→ **Extract**:
Use Prototype's Ajax.Request object to fetch an energy price.

Parameters: 

energyType is oil, fuel, or propane.

elementID is the id of a span element on the web page;

the span will be updated with the new data.

*/

function getEnergyPrice(energyType, elementID){



  new Ajax.Request(go_url, {method: "get",

      parameters: "priceTyp="+energyType,

      onLoading:function(){ $(elementID).innerHTML=

                              "waiting...";},

      onComplete:function(request){

          if(request.status != 200) {

            $(elementID).innerHTML="Unavailable."

          }   else {

            $(elementID).innerHTML=

            request.responseText;}

      }});



}

Prototype's `Ajax` Object

The AJAX-related code using Prototype's Ajax.Request object is only about ten lines long. The code connects with a server, gets a new harvested energy price from the U.S. government, then displays the price without changing any other part of the web page. The code is, however, somewhat confusing to look at. Here's an explanation.

→ **Jobs**:
#1 In the energy price extract, what does the span show once the request completes, and what decides which text appears?
#2 Say whether each statement agrees with the energy price extract, and answer yes or no with the deciding words quoted: (a) The energy type can be oil, fuel, or propane. (b) The request is sent with the post method. (c) The AJAX-related code is about twenty lines long.
#3 Pick up the energy price extract after its last sentence and write the explanation of the code that it promises.

→ **Extracted data**:
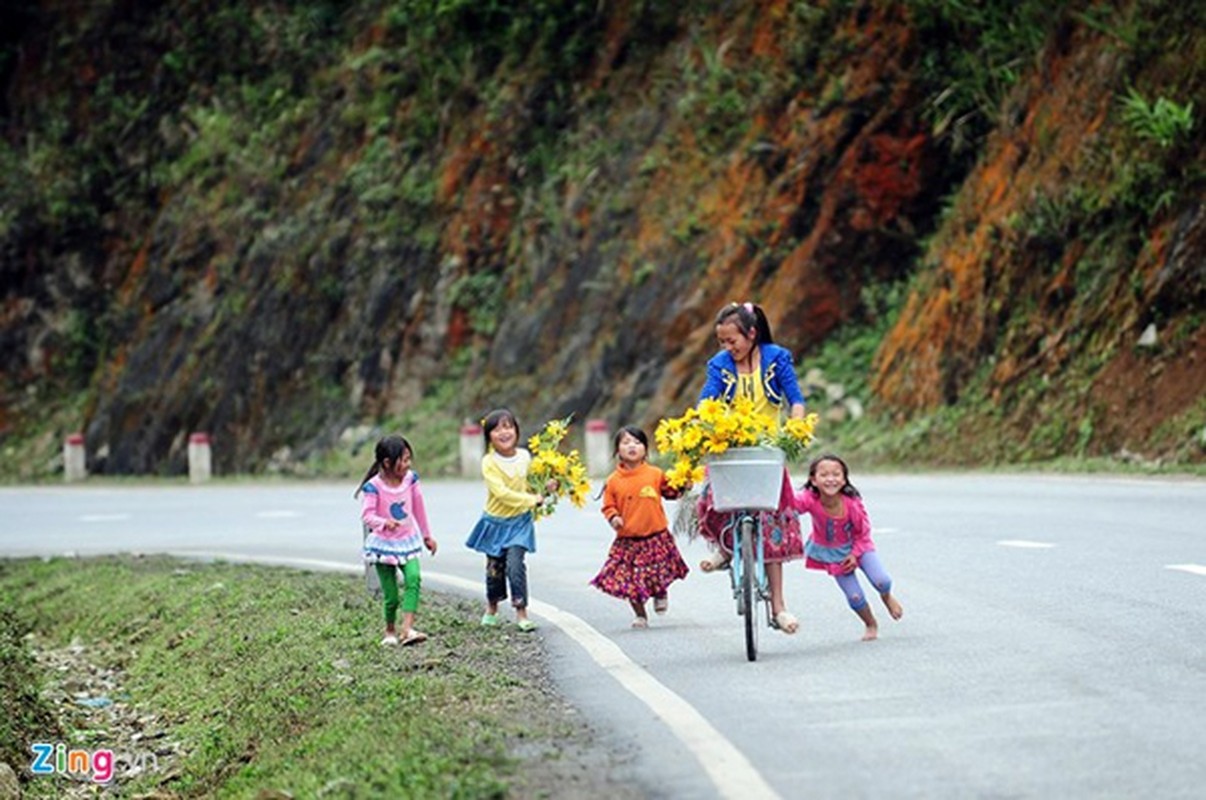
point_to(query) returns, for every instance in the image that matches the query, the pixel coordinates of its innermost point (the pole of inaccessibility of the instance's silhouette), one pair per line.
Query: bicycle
(748, 578)
(747, 480)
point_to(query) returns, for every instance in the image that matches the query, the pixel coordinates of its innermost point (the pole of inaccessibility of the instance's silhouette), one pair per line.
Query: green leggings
(387, 574)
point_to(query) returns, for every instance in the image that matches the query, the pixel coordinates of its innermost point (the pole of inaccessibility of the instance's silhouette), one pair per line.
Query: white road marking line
(730, 771)
(1192, 568)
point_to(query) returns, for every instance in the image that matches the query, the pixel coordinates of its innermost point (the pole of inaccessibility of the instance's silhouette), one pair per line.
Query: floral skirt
(639, 568)
(782, 539)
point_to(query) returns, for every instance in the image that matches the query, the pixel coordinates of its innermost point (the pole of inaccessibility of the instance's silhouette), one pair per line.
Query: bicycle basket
(745, 478)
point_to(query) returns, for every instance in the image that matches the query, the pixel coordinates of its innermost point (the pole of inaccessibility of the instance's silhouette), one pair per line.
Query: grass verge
(218, 679)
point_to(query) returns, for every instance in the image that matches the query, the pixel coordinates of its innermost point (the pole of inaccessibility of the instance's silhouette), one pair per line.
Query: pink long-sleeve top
(835, 536)
(404, 503)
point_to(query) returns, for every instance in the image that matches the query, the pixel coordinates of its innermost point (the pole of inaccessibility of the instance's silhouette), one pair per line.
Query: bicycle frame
(748, 576)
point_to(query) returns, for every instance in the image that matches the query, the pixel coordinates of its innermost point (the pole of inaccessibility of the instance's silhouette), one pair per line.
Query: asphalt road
(1053, 642)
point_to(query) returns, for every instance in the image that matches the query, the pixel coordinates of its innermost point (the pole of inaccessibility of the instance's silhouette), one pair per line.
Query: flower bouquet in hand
(555, 473)
(714, 425)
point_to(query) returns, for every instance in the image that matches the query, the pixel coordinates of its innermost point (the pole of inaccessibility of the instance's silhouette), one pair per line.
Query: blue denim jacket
(778, 377)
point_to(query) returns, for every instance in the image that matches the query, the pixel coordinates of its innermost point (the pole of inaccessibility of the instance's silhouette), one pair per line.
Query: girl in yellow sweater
(643, 560)
(505, 531)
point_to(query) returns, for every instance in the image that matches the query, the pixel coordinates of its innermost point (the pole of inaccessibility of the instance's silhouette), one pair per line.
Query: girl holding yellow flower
(643, 559)
(505, 533)
(751, 367)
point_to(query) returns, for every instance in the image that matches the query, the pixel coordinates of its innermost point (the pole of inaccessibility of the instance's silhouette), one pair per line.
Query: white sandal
(786, 622)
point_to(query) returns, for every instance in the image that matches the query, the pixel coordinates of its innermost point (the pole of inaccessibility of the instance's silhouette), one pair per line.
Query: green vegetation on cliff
(293, 225)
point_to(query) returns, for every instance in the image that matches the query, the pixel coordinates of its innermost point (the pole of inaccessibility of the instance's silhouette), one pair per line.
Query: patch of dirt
(1140, 391)
(92, 702)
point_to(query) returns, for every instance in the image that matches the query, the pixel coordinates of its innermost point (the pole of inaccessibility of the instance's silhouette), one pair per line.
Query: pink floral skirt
(639, 568)
(782, 539)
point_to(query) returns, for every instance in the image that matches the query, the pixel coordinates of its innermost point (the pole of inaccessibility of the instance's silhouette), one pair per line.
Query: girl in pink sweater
(396, 532)
(841, 539)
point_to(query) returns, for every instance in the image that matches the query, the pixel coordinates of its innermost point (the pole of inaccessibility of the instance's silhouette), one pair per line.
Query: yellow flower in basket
(550, 463)
(713, 426)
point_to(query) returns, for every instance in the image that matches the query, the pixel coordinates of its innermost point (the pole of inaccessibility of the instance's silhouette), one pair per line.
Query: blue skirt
(492, 535)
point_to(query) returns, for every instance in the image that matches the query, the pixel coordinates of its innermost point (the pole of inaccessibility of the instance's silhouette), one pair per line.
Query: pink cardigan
(833, 538)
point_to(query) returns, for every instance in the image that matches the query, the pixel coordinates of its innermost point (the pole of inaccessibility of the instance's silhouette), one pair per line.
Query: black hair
(634, 432)
(388, 449)
(848, 489)
(747, 316)
(493, 419)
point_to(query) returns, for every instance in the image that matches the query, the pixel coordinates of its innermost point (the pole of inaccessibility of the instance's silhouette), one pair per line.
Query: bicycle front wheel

→ **Answer list**:
#1 If the request status is not 200, the span shows "Unavailable." Otherwise it shows the response text returned by the server.

#2
(a) Yes: "energyType is oil, fuel, or propane."
(b) No: "method: "get"".
(c) No: "is only about ten lines long".

#3
You are probably used to seeing the XMLHttpRequest object being programmed directly. Prototype, however, instantiates this object for you, including dealing with the different browser types the users will show up with. Just creating the new AJAX object, as in new Ajax.Request, sets the HTTP request in motion. The prototype.js file includes the definition of this object. Since our web page imported that JavaScript file, we can create new instances of this object without jumping through any other hoops. Our code doesn't have to deal with the various browser differences involving XHR.

The first parameter to Ajax.Request is the URL of the server component it is connecting with. For example, http://www.eeviewpoint.com/energy.jsp. The second parameter specifies that this is a GET HTTP request type. The third parameter provides a querystring that will be passed to the server component. The entire URL, therefore, might look like http://www.eeviewpoint.com/energy.jsp?priceTyp=oil for example.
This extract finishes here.